• Data:
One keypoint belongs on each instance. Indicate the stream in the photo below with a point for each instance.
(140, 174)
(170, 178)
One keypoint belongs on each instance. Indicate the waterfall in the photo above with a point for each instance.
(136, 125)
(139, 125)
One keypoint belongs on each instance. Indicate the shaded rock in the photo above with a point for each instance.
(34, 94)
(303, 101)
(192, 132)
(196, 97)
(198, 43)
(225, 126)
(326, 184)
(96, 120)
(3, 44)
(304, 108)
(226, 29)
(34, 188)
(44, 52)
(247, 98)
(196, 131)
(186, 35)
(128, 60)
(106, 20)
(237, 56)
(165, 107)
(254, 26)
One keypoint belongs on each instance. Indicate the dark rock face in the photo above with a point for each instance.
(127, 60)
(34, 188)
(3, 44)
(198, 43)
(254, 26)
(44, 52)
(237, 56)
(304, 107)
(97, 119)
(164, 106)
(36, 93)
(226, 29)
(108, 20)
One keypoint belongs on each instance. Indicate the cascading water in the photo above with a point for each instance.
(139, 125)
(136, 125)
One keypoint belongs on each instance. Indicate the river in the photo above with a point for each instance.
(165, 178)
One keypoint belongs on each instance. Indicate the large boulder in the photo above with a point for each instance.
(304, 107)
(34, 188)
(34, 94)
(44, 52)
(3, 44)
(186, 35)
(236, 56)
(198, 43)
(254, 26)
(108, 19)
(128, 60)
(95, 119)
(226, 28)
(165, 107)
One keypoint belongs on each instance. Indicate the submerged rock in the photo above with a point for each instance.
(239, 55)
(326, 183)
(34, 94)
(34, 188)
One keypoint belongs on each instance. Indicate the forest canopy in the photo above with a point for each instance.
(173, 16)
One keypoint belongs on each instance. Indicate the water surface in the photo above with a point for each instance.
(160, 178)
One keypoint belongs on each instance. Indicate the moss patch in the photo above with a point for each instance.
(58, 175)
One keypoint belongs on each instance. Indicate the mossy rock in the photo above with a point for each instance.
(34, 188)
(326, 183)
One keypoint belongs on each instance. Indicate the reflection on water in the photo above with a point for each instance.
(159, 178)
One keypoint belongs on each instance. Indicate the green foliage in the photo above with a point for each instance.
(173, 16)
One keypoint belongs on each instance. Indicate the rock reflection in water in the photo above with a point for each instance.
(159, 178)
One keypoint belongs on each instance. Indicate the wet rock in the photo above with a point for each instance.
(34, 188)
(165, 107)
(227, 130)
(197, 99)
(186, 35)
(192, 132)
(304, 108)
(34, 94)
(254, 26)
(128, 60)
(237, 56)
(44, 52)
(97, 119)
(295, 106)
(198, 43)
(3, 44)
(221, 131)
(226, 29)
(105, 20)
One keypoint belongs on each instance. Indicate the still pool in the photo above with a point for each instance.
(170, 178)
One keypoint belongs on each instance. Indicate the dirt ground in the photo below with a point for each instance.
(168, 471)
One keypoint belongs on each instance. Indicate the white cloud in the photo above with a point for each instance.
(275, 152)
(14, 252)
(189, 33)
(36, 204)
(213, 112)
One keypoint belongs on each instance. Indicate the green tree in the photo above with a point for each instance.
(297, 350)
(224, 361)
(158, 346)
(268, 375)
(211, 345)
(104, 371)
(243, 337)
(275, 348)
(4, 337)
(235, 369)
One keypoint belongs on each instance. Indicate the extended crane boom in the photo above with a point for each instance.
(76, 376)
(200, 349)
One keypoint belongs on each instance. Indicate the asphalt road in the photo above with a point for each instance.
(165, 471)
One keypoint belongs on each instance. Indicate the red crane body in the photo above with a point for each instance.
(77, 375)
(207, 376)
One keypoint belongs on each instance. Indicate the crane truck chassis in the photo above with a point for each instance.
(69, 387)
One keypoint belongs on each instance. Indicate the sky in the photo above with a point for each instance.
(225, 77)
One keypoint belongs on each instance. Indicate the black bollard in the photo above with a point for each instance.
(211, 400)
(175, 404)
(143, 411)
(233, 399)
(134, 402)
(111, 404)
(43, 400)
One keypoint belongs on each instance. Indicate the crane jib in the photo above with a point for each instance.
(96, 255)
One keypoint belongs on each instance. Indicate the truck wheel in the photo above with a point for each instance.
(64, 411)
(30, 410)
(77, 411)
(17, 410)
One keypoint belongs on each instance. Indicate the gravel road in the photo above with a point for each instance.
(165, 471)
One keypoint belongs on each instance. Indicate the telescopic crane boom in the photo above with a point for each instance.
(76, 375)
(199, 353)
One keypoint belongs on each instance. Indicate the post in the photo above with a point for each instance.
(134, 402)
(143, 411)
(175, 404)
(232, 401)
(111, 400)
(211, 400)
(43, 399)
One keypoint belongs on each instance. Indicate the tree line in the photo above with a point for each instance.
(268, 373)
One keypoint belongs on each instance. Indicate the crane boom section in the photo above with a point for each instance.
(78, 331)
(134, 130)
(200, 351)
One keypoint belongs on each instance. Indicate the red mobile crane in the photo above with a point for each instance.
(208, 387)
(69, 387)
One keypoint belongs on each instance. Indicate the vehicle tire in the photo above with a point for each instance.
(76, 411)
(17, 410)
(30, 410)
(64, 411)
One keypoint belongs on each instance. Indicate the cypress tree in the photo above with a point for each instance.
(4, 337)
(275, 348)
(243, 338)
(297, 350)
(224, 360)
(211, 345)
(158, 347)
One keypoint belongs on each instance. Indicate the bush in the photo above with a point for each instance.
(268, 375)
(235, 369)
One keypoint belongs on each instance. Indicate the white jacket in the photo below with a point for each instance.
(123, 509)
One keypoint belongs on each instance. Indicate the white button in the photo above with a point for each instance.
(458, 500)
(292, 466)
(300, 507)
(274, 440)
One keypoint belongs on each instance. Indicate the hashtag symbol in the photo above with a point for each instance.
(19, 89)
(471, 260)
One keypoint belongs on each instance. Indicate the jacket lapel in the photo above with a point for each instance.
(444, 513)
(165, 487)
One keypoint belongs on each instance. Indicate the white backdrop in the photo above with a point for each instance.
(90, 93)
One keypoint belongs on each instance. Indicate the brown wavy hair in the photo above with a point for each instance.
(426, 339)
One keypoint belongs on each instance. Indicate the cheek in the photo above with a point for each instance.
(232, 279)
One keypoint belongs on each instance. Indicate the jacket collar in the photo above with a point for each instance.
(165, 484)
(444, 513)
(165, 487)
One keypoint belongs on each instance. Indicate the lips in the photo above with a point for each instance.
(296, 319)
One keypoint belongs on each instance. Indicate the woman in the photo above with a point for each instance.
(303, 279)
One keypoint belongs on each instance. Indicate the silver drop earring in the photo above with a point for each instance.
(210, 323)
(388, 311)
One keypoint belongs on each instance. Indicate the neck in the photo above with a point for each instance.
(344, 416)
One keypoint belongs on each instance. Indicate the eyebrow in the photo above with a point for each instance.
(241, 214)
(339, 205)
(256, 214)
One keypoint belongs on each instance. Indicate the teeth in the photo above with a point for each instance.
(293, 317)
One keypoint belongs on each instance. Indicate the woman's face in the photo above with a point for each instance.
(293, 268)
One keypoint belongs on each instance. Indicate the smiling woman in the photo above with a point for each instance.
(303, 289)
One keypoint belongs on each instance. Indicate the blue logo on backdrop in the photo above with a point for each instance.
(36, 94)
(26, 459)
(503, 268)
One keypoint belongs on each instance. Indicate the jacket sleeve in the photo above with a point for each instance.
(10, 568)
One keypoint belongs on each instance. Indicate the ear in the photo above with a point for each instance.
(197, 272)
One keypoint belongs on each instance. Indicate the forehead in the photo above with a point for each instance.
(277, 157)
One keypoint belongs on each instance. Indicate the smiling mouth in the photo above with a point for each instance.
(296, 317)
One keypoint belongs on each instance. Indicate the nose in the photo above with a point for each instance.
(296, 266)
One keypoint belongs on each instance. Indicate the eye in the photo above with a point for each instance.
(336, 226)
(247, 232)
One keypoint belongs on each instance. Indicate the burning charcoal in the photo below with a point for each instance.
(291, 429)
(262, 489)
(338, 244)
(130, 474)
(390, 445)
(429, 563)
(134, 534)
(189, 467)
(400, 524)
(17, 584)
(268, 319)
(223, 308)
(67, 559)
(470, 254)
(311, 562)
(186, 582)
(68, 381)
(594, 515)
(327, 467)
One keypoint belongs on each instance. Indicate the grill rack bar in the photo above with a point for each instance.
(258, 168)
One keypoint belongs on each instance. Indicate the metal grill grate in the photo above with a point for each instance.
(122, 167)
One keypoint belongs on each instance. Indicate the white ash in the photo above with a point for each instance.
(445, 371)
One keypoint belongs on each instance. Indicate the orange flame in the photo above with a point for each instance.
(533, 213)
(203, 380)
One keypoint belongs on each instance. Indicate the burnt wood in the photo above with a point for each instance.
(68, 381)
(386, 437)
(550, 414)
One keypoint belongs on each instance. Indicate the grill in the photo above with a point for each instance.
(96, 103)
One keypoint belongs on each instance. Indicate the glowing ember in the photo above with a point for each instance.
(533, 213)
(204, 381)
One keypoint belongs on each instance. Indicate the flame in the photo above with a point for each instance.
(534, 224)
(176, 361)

• Work to be completed: Write out again, exactly, the lines from the one holding "One keypoint belongs on each instance. Indicate the orange" through the end of the listing, with both ends included.

• Response below:
One keypoint belongs on each instance. Indicate the orange flame in the photo above with a point for each instance.
(533, 213)
(203, 380)
One keypoint belongs on each instance. Indicate the burnt wood in the photo above with a point for each instance.
(68, 381)
(386, 437)
(550, 414)
One keypoint belongs on each instance. Indicate the grill in the photo above with a point for each instance.
(96, 103)
One keypoint belongs on each instance. Indicate the glowing ember in the photo above with a point for each instance.
(533, 213)
(204, 381)
One keypoint belongs on each instance. Indicate the flame in the photo above with a point for each instance.
(534, 224)
(176, 361)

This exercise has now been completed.